_What is expected_:
Every record below should be transcribed exactly. Omit the images.

_Available records_:
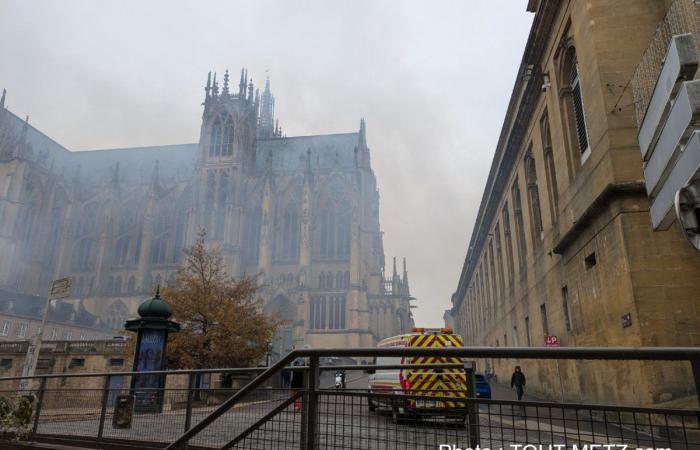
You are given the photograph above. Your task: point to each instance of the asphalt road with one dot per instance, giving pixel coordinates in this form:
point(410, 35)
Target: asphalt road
point(344, 422)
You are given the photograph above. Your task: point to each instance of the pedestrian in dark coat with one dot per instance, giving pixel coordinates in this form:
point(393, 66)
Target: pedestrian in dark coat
point(517, 381)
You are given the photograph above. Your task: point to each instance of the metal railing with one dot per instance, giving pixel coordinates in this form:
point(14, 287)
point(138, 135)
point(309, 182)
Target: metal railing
point(258, 408)
point(683, 16)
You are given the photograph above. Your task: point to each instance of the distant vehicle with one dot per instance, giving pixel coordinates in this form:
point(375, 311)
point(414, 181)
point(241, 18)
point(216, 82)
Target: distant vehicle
point(482, 387)
point(438, 388)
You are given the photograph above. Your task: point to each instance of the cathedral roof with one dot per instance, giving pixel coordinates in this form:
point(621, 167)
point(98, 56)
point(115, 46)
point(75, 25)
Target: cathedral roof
point(136, 163)
point(289, 153)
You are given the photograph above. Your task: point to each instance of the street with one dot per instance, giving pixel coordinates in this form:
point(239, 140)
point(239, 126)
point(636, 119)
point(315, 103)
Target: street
point(344, 421)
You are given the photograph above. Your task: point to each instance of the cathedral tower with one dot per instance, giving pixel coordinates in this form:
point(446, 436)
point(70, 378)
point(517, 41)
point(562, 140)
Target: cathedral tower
point(225, 158)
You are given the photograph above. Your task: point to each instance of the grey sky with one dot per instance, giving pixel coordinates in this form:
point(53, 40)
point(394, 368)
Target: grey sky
point(432, 78)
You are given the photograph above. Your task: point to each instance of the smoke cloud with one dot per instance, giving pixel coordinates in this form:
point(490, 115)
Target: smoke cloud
point(432, 80)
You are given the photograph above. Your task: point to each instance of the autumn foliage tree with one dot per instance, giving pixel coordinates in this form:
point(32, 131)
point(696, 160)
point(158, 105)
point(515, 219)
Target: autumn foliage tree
point(223, 323)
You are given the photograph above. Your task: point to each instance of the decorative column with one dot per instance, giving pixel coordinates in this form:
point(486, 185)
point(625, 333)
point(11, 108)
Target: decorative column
point(152, 328)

_Result for this task_:
You are given the photograph above. Your task: point to each instance of the asphalt road with one dot per instance, giving pixel coordinates in this form:
point(410, 35)
Target: asphalt road
point(344, 422)
You are given the photograph above. Your task: point to each instance of the pedestrian in dark coat with one dot per instance, giving pixel coordinates in this form:
point(393, 66)
Target: pedestrian in dark coat
point(517, 381)
You are given the photograph above. Your task: point to each instance of the metal railing with one dot per instance, giving pixel coordinates in this form:
point(14, 287)
point(138, 135)
point(309, 182)
Target: metal railing
point(258, 408)
point(683, 16)
You are given the photograph above. Your task: point to each instance of the distant vehicle with one dot per instance, giving pixel coordinates in this form:
point(375, 311)
point(414, 181)
point(241, 18)
point(216, 82)
Target: distant vehicle
point(482, 387)
point(438, 388)
You are given the photograph above. Your task: point to each instance of the cathedral roof with one dot per instance, giving pixel coordinates in this form:
point(621, 167)
point(98, 56)
point(115, 46)
point(75, 25)
Target: cathedral roof
point(136, 163)
point(289, 153)
You are given the photograph above. Your task: point to each instance of the street with one dot per instance, giving pixel coordinates in this form:
point(239, 140)
point(239, 126)
point(636, 119)
point(315, 103)
Target: street
point(344, 421)
You are given the photograph above. Your task: point to each instance of the cathedral tower with one dot per instance, giving pixel coordinates in this form:
point(446, 436)
point(70, 378)
point(517, 41)
point(562, 140)
Target: cathedral tower
point(225, 158)
You are given the photograph above. Your task: point to each instance of the grey sky with one dot per instance, giving pixel coordinates in this form:
point(53, 40)
point(394, 368)
Target: grey sky
point(432, 78)
You are given the photograph above. Your task: point to each instance of the smoke cloud with one dot per instance, giving pixel coordinates in this form:
point(490, 115)
Target: smoke cloud
point(432, 80)
You are given the photograph above. Your task: point to each instance of the autumn foliage tree with one dot per instance, giving pixel coordinates in this form:
point(32, 131)
point(696, 160)
point(158, 105)
point(515, 219)
Target: autumn foliage tree
point(223, 323)
You are given the photograph above. Your task: point to each instance of the decorative column with one dot per instance, giving pixel coordinates in this form:
point(486, 185)
point(625, 333)
point(11, 108)
Target: decorative column
point(152, 328)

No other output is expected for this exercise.